**EXCERPTED PASSAGE**
************

2. Belaunde replied that recent actions involving IPC had been taken as result of moves made by opposition back in July to force his hand on this issue. He recalled that law 16674 which expropriated the La Brea y Parinas reserves, (Lima’s 133)/4/ had cancelled previous law giving him carte blanche to settle petroleum issue in any way he thought best. This law sponsored by opposition had for first time mentioned debts owed by company. Since these had to be determined he had referred matter to fiscal tribunal which was appropriate authority to determine what if any debts were owed state. From tribunal would go to courts where it would undoubtedly result in long drawn-out legal case. Issue is now in courts where it belongs and IPC can defend its position there. Company claims no back debts owed while tribunal has estimated sum to be collected. Courts will have to decide. Action of tribunal is not final verdict. This can only be made by courts, he explained.


/4/ Dated July 8. (National Archives and Records Administration, RG 59, Central Files 1967–69, PET 6 PERU)


3. As further explanation government’s action against company November 10 Belaunde referred to recent by-elections Lima and Trujillo and said that while elections had been clean and accepted verdict of voters in electing opposition candidate, they had nevertheless dragged petroleum issue into elections. On November 9 Andres Townsend, Aprista congressman, had in electoral speech on TV charged Belaunde administration with having done nothing to resolve IPC problem (finding of tribunal against IPC was actually dated November 2 although not published until November 11). Finally, President said, IPC mixed too much in local politics; that it had some kind of relationship with Pedro Beltran, publisher of opposition newspaper La Prensa, and that it also was among those along with Marcona Mining Company that supported Ravines weekly television program which had consistently attacked Belaunde administration and had done so much damage to country. These people would probably like to see someone else in palace to resolve IPC issue in hurry, Belaunde said with some bitterness, adding that perhaps they should bring back General Odria to do it. I expressed surprise at these charges against IPC and said my knowledge of its extra-commercial activities in country in support of Peruvian culture had been favorable. Belaunde admitted that company worked efficiently and had excellent labor relations. Nevertheless during first 20 years of exploitation of La Brea y Parinas Peru had been badly cheated. I also remonstrated over Belaunde’s inference that IPC and perhaps even we would prefer military dictatorship to resolve La Brea y Parinas. I assured him again of deep interest in Washington in democratic constitutional government throughout hemisphere and particularly of genuine concern that his administration survive to end its term as one of principal objectives of our policies. Belaunde said if anything happened to interrupt his tenure of office before July 1969 he would, unless they shot him, never give a moment’s peace to interloper in palace since he would consider himself until mid-1969 Peru’s legally elected chief of state. Should he be exiled he would station himself as near Peruvian border as possible to make life difficult for incumbent until next elections.

************

**EXERCISE INSTRUCTIONS**
1 - Render into Spanish the sentence "Action of tribunal is not final verdict." from the passage on Belaunde and the IPC dispute.
2 - Write the next part of the passage on Belaunde and the IPC dispute, starting after its final sentence.
You will not need the records to do any of this work.

Stored data entries:
************

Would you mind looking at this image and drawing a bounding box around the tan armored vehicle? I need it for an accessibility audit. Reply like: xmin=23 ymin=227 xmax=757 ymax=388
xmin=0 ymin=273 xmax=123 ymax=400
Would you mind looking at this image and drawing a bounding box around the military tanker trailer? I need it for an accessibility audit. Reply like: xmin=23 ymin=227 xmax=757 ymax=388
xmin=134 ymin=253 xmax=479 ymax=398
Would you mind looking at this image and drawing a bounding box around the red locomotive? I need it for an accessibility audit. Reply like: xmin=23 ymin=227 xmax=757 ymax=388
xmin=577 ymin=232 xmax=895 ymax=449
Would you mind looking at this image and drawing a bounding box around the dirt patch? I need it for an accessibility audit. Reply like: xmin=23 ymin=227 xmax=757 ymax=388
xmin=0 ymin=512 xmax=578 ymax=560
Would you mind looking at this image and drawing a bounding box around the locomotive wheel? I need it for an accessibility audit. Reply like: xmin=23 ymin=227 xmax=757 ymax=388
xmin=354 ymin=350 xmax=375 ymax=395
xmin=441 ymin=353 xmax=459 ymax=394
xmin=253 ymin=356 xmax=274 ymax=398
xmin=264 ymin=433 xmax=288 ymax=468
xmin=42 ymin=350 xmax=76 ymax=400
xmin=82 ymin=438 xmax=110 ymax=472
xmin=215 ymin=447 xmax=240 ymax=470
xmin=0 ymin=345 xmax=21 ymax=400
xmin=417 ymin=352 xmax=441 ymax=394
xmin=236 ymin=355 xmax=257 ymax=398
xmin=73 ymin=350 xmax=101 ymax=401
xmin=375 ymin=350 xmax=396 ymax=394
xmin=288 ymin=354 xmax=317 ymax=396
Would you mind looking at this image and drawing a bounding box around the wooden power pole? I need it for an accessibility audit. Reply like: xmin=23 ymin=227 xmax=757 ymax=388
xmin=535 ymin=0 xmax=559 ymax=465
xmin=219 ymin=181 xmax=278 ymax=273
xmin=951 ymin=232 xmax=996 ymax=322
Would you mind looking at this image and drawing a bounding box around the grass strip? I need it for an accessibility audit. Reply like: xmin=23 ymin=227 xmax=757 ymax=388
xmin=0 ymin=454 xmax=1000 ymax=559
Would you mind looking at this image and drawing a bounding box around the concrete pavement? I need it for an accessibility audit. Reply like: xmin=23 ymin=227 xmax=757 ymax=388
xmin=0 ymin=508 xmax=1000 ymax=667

************

**SOLVED TASKS**
1 - La acción del tribunal no es un veredicto final.

2 -
4. In response my repeated request for assurances that IPC’s position had not been impaired by this recent action, Belaunde replied that he did not feel company’s position had changed; that it had always been bad, and that he did not see that it had worsened. In response my reference to constant unfavorable publicity since government action November 10, including $150 million worth of so-called debts and almost daily speeches in Congress against company as evidence that its position had indeed deteriorated, President said people already knew that IPC had been reason for hold-up on aid to Peru which he estimated had cost country $100 million.


5. In response my question President said reference of tax and debt matter to tribunal had not shut door to continued negotiations with company. He felt settlement could still be found through direct talks even while case is in courts. Should additional debts eventually be confirmed by court verdict company could add some of its installations or other fixed assets over years to make up difference. He did not anticipate much change in company’s position either through early conclusion to negotiations or through court action. Since company had its authority to continue operating under petroleum director’s resolution (Lima’s 647)/5/ he felt things would continue as they were and that whole issue would continue to remain unresolved and "somewhat on the shelf." There would certainly be no conclusion by end of year as opposition congressman had suggested last night (Lima’s 2390)./6/


/5/ Dated August 10. (Ibid.)


/6/ Dated November 22. (Ibid.)


6. In response another question Belaunde said he was of course willing continue negotiations with company and to resume conversation with Espinosa, adding he would telephone to invite him to palace when company manager had returned from States. He explained had not seen him before his departure because had been very busy in those days and because he had new Min of Development (Carriquiri) whom he wished to introduce into and make familiar with this old problem. (When Espinosa tried see Belaunde following decrees of November 10 he passed him off on Carriquiri.)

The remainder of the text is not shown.